Collection entries.
----

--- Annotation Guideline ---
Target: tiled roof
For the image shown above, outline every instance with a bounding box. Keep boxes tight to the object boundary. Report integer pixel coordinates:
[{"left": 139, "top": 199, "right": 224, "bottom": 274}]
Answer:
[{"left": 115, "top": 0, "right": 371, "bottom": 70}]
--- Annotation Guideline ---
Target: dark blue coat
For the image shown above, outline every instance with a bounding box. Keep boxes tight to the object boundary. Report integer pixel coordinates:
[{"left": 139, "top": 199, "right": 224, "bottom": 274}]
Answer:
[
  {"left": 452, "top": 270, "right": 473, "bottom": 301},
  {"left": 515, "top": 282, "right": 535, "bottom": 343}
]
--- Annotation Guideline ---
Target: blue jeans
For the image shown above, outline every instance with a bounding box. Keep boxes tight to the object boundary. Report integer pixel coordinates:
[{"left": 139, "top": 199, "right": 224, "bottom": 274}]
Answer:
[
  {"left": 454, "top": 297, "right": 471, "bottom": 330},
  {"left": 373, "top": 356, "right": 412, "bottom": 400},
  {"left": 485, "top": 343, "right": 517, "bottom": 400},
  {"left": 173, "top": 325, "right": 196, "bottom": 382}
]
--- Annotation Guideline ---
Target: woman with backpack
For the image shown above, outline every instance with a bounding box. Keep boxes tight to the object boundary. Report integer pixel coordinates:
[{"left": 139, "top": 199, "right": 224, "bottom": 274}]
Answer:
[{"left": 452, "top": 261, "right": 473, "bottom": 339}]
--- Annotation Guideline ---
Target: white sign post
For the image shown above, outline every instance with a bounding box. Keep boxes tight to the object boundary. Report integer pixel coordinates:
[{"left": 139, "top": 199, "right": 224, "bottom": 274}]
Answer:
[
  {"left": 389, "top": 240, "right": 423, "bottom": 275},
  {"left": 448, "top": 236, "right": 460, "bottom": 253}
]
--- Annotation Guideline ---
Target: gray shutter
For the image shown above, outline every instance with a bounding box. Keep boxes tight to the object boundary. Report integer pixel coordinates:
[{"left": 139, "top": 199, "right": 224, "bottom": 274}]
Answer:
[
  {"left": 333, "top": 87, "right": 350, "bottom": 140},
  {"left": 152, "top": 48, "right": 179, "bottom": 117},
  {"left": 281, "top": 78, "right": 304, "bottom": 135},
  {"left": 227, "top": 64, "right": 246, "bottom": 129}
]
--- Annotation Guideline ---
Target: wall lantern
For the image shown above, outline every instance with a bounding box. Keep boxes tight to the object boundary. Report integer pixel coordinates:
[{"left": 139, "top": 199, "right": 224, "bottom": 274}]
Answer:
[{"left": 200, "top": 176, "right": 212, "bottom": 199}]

----

Given request. Return each line of the material above that contains the string "blue". Case counts.

Exercise output.
Target: dark blue coat
Target: blue jeans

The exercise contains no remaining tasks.